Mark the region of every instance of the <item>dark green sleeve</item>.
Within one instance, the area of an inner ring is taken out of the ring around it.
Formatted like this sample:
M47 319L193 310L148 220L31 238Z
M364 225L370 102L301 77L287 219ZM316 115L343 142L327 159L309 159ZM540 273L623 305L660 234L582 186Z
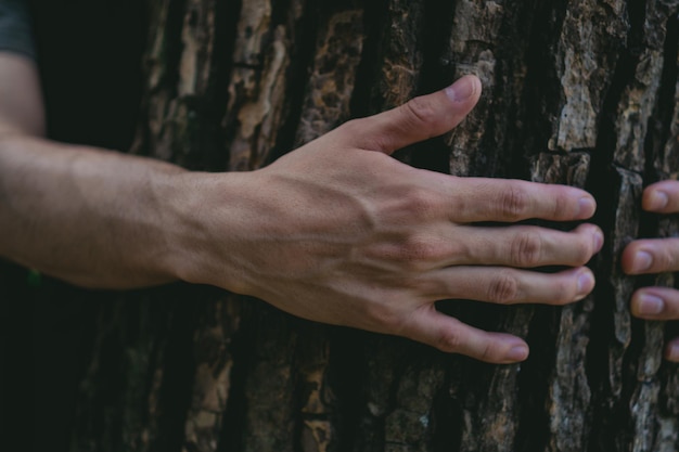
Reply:
M24 0L0 0L0 50L35 59L30 17Z

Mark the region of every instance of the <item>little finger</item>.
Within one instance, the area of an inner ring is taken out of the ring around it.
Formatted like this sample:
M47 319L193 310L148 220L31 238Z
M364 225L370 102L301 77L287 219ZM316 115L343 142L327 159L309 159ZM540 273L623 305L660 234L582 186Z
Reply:
M603 245L603 233L593 224L580 224L571 232L528 225L462 227L459 231L463 253L451 256L449 266L576 267L587 263Z

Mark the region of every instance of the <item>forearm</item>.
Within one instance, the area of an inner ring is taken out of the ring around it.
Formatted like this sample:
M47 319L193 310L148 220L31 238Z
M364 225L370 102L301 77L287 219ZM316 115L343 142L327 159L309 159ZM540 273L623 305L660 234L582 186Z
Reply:
M91 287L176 279L167 196L182 169L41 139L0 140L0 255Z

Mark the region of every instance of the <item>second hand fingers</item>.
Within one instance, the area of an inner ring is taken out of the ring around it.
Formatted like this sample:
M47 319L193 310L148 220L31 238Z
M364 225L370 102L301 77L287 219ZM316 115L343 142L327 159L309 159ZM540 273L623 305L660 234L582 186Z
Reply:
M451 256L447 266L576 267L587 263L603 245L603 233L593 224L572 232L527 225L462 228L463 253Z
M679 320L679 290L669 287L644 287L635 292L632 313L646 320Z
M635 241L623 251L622 266L629 274L679 271L679 238Z

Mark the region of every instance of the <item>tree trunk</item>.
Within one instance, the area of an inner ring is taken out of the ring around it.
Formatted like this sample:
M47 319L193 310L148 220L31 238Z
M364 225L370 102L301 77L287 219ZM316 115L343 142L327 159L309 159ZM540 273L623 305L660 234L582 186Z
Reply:
M639 199L679 171L678 0L148 3L133 153L253 170L473 73L484 94L472 115L397 158L586 188L606 241L591 262L597 288L576 305L440 302L527 338L521 365L310 323L209 287L105 295L82 352L73 451L679 450L666 326L628 309L637 286L674 277L618 266L632 237L677 232Z

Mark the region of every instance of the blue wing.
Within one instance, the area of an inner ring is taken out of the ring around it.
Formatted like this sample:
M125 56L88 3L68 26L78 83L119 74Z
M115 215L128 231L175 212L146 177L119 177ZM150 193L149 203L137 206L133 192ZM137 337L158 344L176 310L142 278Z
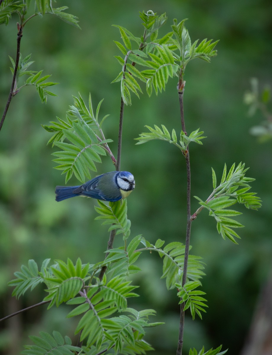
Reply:
M78 186L73 191L73 193L83 195L97 200L103 200L105 201L111 201L112 202L115 202L121 200L122 196L119 194L118 196L116 196L116 194L114 194L115 196L113 196L111 194L110 194L109 195L108 193L105 194L102 191L100 188L101 186L99 187L98 185L100 179L102 178L103 180L105 175L108 175L108 174L102 174L102 175L94 178L89 181L87 181L85 184ZM107 191L107 192L108 192L108 191Z

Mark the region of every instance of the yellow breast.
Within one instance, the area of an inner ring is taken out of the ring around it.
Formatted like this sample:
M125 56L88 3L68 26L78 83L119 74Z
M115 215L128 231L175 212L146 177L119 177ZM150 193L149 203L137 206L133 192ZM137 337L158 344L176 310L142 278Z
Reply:
M121 189L120 189L120 192L122 195L122 198L126 198L132 191L132 190L130 190L129 191L125 191L125 190L122 190Z

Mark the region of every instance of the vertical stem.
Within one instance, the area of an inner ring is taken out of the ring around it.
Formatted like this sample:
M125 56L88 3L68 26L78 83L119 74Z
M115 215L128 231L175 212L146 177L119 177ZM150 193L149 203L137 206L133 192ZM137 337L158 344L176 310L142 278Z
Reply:
M184 89L179 91L180 106L180 118L181 122L182 130L187 135L185 127L184 114L183 112L183 93ZM190 242L191 235L191 226L192 219L191 215L191 169L190 168L190 159L189 155L189 150L188 146L184 153L186 160L186 169L187 170L187 223L186 230L186 240L185 245L185 253L184 254L184 262L183 266L183 275L182 279L182 285L183 286L186 282L188 266L188 258L189 255L189 247ZM179 324L179 340L178 343L178 349L176 351L177 355L181 355L182 346L183 344L183 332L184 326L184 308L185 303L183 302L180 305L180 317Z
M120 171L121 164L121 152L122 148L122 131L123 129L123 117L124 116L124 103L123 98L121 99L120 108L120 120L119 122L119 133L118 137L118 150L117 151L117 162L116 163L116 170Z
M123 117L124 116L124 103L123 98L121 99L121 107L120 108L120 119L119 122L119 132L118 138L118 148L117 151L117 160L115 164L115 169L116 171L120 171L120 165L121 163L121 152L122 148L122 131L123 129ZM108 242L108 247L107 250L112 249L113 246L113 242L116 234L116 230L113 229L110 231L110 237L109 241ZM106 253L105 258L109 255L109 252ZM102 280L103 276L107 269L106 266L103 266L100 271L99 277L100 280Z
M14 68L14 72L13 73L13 78L12 78L12 81L11 83L11 87L10 88L10 93L9 94L9 97L7 98L7 101L6 107L5 107L5 110L4 110L2 119L1 120L1 122L0 122L0 131L1 130L1 129L2 128L2 126L3 125L3 124L4 123L4 121L6 118L7 113L7 110L9 109L9 107L10 106L10 102L11 101L11 99L13 97L13 91L14 89L14 87L15 86L15 81L16 80L16 76L17 74L18 66L19 65L19 59L20 58L20 46L21 45L21 39L23 36L22 33L23 32L23 27L21 25L20 25L19 23L17 24L17 26L18 29L18 33L17 34L17 51L16 55L15 66Z

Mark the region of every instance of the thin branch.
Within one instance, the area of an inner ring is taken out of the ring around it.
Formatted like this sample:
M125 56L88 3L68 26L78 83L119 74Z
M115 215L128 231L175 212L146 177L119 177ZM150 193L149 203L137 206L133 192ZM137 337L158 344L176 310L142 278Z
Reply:
M11 83L11 87L10 88L10 93L7 98L7 103L6 105L6 107L5 107L5 110L4 110L4 112L3 114L2 119L1 120L1 122L0 122L0 131L1 130L2 126L3 125L3 124L4 123L5 119L6 118L7 113L7 110L9 109L9 107L10 102L11 101L11 99L13 95L13 91L14 89L14 87L15 86L15 82L16 81L16 76L17 74L17 71L18 71L18 66L19 65L19 59L20 58L20 45L21 44L21 39L22 39L22 37L23 36L23 26L21 24L19 24L18 23L17 23L17 27L18 29L18 33L17 34L17 51L16 55L15 66L15 67L14 68L14 72L13 73L13 78L12 78L12 81Z
M36 303L35 305L29 306L29 307L27 307L26 308L24 308L22 310L20 310L20 311L18 311L14 313L12 313L11 314L9 315L8 316L7 316L6 317L4 317L4 318L0 319L0 322L2 322L2 321L5 321L6 319L8 319L9 318L11 318L11 317L13 317L14 316L16 316L20 313L22 313L22 312L25 312L25 311L28 311L29 310L31 309L32 308L34 308L35 307L37 307L38 306L41 306L42 305L45 304L46 303L48 303L50 302L50 301L43 301L42 302L40 302L39 303Z
M120 119L119 122L119 132L118 133L118 148L117 151L117 160L115 164L116 171L120 171L120 164L121 163L121 152L122 148L122 132L123 129L123 118L124 116L124 103L123 98L121 99L121 107L120 108ZM110 237L108 242L108 247L107 250L112 249L113 246L113 242L114 238L116 234L116 230L113 229L110 231ZM108 256L109 253L107 252L106 253L105 258ZM103 276L107 270L107 267L104 266L101 268L98 277L99 280L102 280Z
M185 82L184 82L183 83ZM180 118L181 120L182 130L187 135L185 127L184 113L183 111L183 94L184 93L184 84L181 84L182 89L179 91L179 99L180 108ZM185 252L184 254L184 262L183 266L183 275L182 279L182 285L184 285L186 283L187 275L187 268L188 267L188 259L189 256L189 247L190 246L190 236L191 235L191 226L192 224L192 218L191 215L191 169L190 168L190 159L189 155L189 150L188 146L184 153L186 160L186 169L187 170L187 223L186 230L186 240L185 245ZM184 302L180 305L180 317L179 333L179 340L178 343L178 348L176 350L177 355L181 355L182 346L183 344L183 333L184 326Z
M118 149L117 151L117 162L116 170L120 171L121 164L121 153L122 148L122 132L123 130L123 118L124 117L124 103L123 98L121 99L120 107L120 119L119 121L119 132L118 137Z

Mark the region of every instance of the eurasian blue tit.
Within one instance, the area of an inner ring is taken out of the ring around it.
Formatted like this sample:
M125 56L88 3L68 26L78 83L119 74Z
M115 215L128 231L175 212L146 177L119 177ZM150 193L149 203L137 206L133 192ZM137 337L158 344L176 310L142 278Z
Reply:
M56 201L81 196L115 202L127 197L135 187L134 178L131 173L110 171L80 186L56 186Z

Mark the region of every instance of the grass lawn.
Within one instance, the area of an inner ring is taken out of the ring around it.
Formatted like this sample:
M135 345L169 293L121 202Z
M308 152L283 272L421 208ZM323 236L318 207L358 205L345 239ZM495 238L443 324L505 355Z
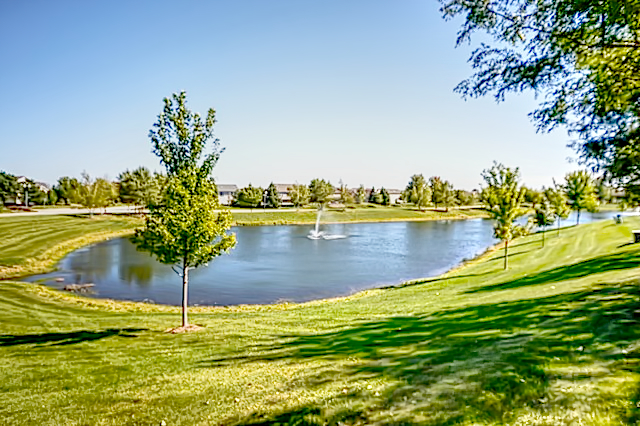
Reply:
M442 210L442 211L440 211ZM285 225L315 223L317 212L313 209L231 209L233 220L238 225ZM389 222L408 220L443 220L487 217L482 209L433 208L419 211L409 207L357 207L355 209L327 209L322 213L322 222Z
M40 243L2 244L0 264L46 252L58 228L21 226ZM164 333L177 308L0 282L0 424L635 424L638 227L522 238L508 271L494 251L344 299L198 308L206 328L181 335Z

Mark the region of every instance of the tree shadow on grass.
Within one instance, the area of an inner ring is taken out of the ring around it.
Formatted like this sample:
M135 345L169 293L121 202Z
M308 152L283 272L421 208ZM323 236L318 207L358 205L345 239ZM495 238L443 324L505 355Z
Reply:
M529 285L555 283L601 272L637 268L638 266L640 266L640 250L623 251L549 269L534 275L518 278L517 280L474 288L468 290L467 293L508 290Z
M313 371L298 385L319 391L336 380L386 384L377 393L354 386L317 403L225 424L505 423L523 412L575 415L576 406L588 415L613 410L622 397L580 393L582 384L638 372L639 300L634 282L392 317L323 334L279 336L284 343L265 343L258 355L221 357L205 366L329 361L324 372ZM359 362L341 363L354 359ZM560 382L573 390L559 390Z
M111 336L138 337L136 333L146 328L109 328L103 331L75 331L71 333L43 333L22 335L0 335L0 346L31 345L59 346L100 340Z

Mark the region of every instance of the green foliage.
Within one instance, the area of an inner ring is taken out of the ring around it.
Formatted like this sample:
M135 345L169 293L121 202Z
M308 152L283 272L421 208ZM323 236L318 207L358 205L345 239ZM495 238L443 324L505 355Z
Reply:
M18 183L18 198L27 205L43 205L47 201L47 194L31 179Z
M565 126L586 161L626 184L640 179L640 2L441 0L464 18L458 44L482 44L464 96L532 90L538 128ZM493 43L491 42L493 40Z
M576 223L580 223L580 211L596 211L598 200L593 179L584 170L568 173L565 178L564 191L571 210L578 212Z
M2 201L2 205L4 205L9 198L15 201L18 190L19 186L16 177L0 171L0 201Z
M214 182L197 170L180 170L169 175L161 202L150 206L133 240L161 263L197 268L235 245L235 235L226 234L231 213L218 208Z
M280 198L280 194L278 194L278 189L275 184L271 182L269 187L267 188L267 207L270 209L277 209L282 205L282 198Z
M340 193L339 200L342 204L346 206L354 203L355 198L351 193L351 191L349 190L349 188L347 188L347 185L340 183L340 188L338 188L338 192Z
M208 178L224 151L220 141L213 136L215 110L210 108L203 121L200 114L187 108L184 91L164 98L163 102L164 110L149 131L153 153L160 157L167 175L197 170L199 179ZM212 152L206 154L204 149L208 142L212 144Z
M364 189L364 185L360 185L356 190L355 202L356 204L362 204L367 199L367 191Z
M495 221L494 236L505 243L504 269L507 269L509 241L524 233L515 220L525 213L521 208L525 190L519 187L520 173L517 167L511 169L494 163L490 169L482 172L482 179L487 185L483 189L484 202Z
M50 206L54 206L58 202L58 193L51 189L47 192L47 204Z
M118 194L113 183L104 178L91 179L88 173L82 173L77 201L88 208L91 214L94 209L106 208L111 205L117 197Z
M324 179L313 179L309 184L309 194L312 203L325 204L333 195L333 185Z
M524 188L524 202L531 204L533 208L535 208L538 204L544 201L544 194L541 191L536 191L535 189Z
M367 198L367 202L371 204L380 204L382 201L382 197L380 193L376 191L376 188L371 187L371 191L369 191L369 197Z
M294 207L302 207L309 203L309 188L306 185L295 184L289 188L289 197Z
M544 235L547 226L552 225L556 216L553 211L553 207L549 204L549 201L543 200L535 209L532 216L532 222L534 225L542 228L542 247L544 247Z
M382 204L383 206L388 206L391 204L391 197L389 197L389 192L384 188L380 188L380 204Z
M118 176L118 193L125 204L148 207L160 201L163 177L151 174L146 167L124 171Z
M471 191L456 189L454 191L456 202L460 206L471 206L476 203L476 198Z
M427 185L424 176L411 176L411 180L402 193L402 198L406 202L413 203L420 210L428 206L431 201L431 189Z
M164 99L164 111L149 132L154 152L167 171L159 204L152 204L143 229L133 241L165 264L180 265L182 326L188 325L189 269L226 253L235 245L228 210L219 211L218 190L211 178L221 150L213 138L215 112L206 120L186 106L186 94ZM213 151L205 154L207 142ZM260 191L262 195L262 191ZM174 269L175 270L175 269Z
M431 202L436 208L438 206L449 207L455 204L455 194L453 185L449 181L442 180L439 176L429 178L429 188L431 189Z
M256 208L262 202L263 193L262 188L249 184L233 194L233 205L235 207Z
M63 176L58 179L58 183L53 189L56 191L58 199L69 205L70 203L79 203L81 186L82 184L78 179Z

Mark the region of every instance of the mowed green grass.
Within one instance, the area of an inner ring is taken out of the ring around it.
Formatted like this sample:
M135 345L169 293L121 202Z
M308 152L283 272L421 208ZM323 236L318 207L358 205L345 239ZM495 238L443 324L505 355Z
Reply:
M517 240L508 271L494 251L345 299L199 309L181 335L176 308L2 282L0 423L635 424L639 226Z
M293 209L261 210L232 209L233 220L239 225L285 225L285 224L309 224L315 223L317 212L315 210ZM474 217L487 217L482 209L451 208L425 211L409 207L357 207L354 209L327 209L322 213L322 222L385 222L408 220L445 220L445 219L469 219Z
M39 273L64 254L140 226L127 216L16 216L0 218L0 279Z

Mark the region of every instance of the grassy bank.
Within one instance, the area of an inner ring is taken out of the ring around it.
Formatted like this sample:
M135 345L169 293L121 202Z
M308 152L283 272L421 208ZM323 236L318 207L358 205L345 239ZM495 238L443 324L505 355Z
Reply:
M508 271L495 251L347 299L200 309L185 335L164 333L174 308L2 282L0 423L634 424L640 220L609 222L518 240Z
M0 279L48 271L65 254L128 235L140 219L126 216L16 216L0 218Z
M237 225L288 225L315 223L317 212L312 209L261 210L232 209ZM456 220L487 217L482 209L427 209L416 210L409 207L357 207L354 209L327 209L322 213L322 222L393 222L412 220Z

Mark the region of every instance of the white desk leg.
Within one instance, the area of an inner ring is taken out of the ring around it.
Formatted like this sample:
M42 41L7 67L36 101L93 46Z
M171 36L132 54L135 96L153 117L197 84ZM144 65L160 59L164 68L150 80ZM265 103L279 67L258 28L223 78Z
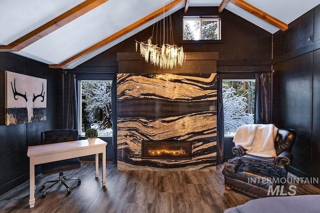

+---+

Instructions for the task
Copy out, word for word, the lines from the one containing "Mark the region of every instance of the blue" through the one containing "M121 189L120 189L120", including both of those lines. Leave the pictures out of your copy.

Solution to the exercise
Mark the region of every instance of the blue wing.
Within one instance, the area of an inner ring is taken out of the ring around it.
Formatted like this sample:
M125 56L88 3L68 26L78 83L119 74Z
M115 215L128 231L175 212L146 177L119 177ZM150 193L149 203L137 206L133 192ZM137 337L158 344L176 310L142 278Z
Reply:
M78 186L73 191L73 193L83 195L97 200L103 200L105 201L111 201L112 202L115 202L121 200L122 196L119 194L118 196L116 196L116 194L114 194L115 196L113 196L111 194L110 194L109 195L108 193L105 194L102 191L100 188L101 186L99 187L98 185L100 179L102 178L103 180L105 175L108 175L108 174L102 174L102 175L94 178L89 181L87 181L85 184ZM107 191L107 192L108 192L108 191Z

Mark the region of every instance of the yellow breast.
Within one instance, the area of an inner ring is taken out of the ring around it.
Formatted like this sample:
M125 56L88 3L68 26L78 83L119 74Z
M115 215L128 231L175 212L146 177L119 177ZM150 193L149 203L137 206L133 192ZM137 337L158 344L176 310L142 278Z
Reply:
M121 189L120 189L120 192L122 195L122 198L126 198L132 191L132 190L130 190L129 191L125 191L125 190L122 190Z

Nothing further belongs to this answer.